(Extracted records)
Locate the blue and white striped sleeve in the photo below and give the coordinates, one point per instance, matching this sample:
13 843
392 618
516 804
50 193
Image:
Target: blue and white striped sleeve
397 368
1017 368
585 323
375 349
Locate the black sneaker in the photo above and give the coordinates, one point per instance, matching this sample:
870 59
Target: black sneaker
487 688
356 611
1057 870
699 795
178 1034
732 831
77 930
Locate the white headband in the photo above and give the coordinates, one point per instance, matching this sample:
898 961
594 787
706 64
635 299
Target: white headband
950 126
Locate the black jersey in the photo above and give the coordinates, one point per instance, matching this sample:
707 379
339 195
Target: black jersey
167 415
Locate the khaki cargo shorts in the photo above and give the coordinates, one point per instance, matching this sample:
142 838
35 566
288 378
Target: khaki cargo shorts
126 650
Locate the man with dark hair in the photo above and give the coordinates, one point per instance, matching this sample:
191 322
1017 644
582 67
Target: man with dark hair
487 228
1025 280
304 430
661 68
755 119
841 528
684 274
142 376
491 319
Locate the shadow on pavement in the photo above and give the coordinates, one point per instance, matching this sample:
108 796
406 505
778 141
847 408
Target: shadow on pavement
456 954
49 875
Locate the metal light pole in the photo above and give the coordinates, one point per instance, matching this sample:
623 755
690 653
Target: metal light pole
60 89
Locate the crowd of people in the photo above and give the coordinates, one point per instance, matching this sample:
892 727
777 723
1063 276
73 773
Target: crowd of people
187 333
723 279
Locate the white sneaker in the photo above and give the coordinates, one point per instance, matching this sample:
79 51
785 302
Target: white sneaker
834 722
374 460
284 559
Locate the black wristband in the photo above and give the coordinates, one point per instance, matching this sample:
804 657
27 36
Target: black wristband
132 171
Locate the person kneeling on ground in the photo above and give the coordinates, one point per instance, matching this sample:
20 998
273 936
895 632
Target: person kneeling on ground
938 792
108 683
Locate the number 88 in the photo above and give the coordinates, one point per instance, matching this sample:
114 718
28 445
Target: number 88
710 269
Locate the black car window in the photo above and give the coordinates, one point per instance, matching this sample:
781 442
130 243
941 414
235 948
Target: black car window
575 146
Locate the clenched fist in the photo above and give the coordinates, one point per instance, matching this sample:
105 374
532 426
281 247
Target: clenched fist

• AIM OF THE TASK: Find the lines above that contain the word "fist" and copy each one.

• OUTPUT OF THE EXERCISE:
Locate the clenched fist in the photo above and give the coordinates, one point per instance, matching this sample:
Target: clenched fist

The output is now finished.